List every line of the items below that contains the string "clump", matching case exactly.
--------------------------------
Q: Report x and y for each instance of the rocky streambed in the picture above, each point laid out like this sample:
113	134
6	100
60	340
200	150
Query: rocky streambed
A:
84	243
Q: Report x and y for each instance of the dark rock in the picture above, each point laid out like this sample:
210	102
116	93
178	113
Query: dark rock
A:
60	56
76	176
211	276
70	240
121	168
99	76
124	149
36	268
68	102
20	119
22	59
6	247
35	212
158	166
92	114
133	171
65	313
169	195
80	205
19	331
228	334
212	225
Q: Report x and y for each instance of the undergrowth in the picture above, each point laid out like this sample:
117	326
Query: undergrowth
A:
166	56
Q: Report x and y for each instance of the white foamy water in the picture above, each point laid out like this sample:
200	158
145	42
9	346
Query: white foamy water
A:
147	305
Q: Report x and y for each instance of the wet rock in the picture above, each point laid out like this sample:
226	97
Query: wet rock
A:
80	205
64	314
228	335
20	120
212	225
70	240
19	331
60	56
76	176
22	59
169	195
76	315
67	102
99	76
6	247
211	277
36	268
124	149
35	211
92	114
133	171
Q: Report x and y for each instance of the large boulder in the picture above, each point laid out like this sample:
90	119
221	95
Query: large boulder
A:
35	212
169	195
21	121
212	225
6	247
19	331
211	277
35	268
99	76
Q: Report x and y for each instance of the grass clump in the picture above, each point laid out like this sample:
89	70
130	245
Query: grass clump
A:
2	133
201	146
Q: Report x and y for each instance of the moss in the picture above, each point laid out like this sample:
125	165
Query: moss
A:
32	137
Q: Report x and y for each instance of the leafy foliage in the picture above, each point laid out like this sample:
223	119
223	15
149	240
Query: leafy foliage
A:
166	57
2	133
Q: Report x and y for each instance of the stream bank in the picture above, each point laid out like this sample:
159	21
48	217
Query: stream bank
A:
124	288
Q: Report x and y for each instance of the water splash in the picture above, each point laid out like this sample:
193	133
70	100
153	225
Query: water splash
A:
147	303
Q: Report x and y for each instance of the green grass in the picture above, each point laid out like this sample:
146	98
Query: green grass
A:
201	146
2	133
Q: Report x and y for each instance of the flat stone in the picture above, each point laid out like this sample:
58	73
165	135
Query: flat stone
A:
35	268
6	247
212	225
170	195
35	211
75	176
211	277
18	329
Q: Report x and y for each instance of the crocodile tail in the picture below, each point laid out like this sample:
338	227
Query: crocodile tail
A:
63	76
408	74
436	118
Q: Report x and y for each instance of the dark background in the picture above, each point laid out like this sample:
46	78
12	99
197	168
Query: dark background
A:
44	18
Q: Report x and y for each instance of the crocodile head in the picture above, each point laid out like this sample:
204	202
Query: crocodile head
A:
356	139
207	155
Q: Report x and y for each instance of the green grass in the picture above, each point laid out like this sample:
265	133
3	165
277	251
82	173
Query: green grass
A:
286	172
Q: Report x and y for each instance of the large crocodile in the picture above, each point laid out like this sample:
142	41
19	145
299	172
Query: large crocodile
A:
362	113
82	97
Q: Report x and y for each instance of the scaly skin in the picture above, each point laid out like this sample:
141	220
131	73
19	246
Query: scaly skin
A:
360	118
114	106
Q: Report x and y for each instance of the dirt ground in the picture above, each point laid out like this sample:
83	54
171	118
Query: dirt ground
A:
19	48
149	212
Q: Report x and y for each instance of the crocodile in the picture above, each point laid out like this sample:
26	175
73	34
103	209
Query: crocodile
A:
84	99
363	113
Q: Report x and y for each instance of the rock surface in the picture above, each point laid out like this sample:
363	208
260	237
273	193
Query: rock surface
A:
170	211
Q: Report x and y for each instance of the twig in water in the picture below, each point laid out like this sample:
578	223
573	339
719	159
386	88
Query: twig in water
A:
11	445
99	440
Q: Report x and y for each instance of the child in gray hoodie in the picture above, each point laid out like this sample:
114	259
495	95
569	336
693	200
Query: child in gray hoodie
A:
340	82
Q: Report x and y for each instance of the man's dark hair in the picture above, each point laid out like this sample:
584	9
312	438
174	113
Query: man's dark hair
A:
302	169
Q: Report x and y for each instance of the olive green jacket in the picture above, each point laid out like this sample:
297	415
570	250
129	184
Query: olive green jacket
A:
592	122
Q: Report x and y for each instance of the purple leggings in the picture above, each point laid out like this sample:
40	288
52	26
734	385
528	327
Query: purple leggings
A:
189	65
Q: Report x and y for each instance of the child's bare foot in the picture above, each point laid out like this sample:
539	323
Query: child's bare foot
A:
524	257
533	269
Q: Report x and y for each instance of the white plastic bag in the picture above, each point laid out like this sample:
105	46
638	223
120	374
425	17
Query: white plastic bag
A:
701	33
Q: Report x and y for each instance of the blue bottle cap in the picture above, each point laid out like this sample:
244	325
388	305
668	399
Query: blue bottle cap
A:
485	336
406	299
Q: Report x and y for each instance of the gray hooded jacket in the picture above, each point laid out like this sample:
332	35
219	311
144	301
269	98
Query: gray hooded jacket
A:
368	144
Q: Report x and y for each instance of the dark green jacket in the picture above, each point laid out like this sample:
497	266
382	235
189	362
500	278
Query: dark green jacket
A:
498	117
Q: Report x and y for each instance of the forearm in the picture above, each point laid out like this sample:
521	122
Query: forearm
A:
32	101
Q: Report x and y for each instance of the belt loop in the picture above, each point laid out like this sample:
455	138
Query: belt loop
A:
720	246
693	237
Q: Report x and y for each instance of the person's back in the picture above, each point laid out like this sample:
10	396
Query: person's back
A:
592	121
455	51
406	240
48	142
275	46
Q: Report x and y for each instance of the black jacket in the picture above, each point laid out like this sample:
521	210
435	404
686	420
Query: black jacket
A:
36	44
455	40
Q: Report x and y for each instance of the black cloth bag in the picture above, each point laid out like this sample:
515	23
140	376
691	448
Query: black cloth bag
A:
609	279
--------------------------------
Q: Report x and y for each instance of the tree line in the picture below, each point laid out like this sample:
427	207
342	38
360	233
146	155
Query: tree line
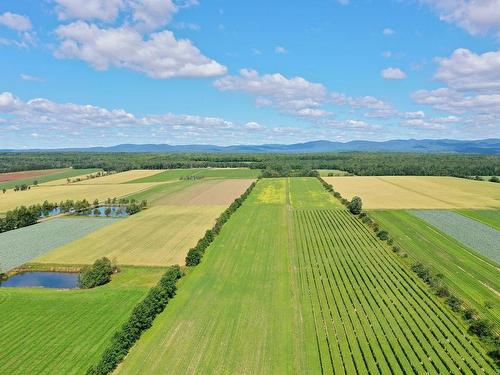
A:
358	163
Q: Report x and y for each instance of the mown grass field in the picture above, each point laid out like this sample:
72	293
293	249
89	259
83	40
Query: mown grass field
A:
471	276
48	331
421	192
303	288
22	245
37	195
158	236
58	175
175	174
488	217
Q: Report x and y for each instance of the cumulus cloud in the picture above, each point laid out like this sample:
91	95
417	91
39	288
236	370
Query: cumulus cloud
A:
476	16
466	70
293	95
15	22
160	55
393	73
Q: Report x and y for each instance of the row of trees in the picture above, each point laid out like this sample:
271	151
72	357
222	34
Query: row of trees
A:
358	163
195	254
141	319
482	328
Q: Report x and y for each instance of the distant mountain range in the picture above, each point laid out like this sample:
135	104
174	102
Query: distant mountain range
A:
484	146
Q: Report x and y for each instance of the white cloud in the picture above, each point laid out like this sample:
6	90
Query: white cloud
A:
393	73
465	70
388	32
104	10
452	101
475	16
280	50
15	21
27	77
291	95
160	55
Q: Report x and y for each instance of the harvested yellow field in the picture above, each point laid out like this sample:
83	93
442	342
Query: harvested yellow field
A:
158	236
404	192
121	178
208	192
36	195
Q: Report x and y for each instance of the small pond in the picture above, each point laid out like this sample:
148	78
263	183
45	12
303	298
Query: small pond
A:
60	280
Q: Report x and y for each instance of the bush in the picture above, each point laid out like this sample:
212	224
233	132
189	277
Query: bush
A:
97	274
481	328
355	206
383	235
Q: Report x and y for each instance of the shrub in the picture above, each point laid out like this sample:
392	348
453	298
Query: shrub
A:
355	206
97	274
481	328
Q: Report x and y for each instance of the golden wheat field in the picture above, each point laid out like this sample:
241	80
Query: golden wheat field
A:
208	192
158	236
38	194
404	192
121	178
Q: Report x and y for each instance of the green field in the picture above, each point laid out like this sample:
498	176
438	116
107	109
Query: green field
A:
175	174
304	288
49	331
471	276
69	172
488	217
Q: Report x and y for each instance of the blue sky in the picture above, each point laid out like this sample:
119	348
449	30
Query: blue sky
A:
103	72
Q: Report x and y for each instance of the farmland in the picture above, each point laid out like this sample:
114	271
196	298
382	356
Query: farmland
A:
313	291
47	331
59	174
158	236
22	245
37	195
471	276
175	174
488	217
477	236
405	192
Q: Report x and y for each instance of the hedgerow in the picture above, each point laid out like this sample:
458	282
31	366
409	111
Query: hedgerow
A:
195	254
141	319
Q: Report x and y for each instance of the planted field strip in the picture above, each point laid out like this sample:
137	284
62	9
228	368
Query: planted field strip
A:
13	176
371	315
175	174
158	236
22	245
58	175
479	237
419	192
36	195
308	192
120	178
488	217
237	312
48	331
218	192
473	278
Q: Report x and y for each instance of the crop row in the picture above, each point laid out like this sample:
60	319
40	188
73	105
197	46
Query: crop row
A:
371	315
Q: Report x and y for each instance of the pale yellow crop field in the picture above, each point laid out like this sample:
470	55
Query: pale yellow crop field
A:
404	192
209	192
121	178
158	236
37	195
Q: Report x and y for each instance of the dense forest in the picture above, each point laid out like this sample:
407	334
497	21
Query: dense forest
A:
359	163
--------------------------------
Exercise response:
Q: Report x and y for each instance of the grass clump in the picture above, each point laid out like this sample:
Query: grass clump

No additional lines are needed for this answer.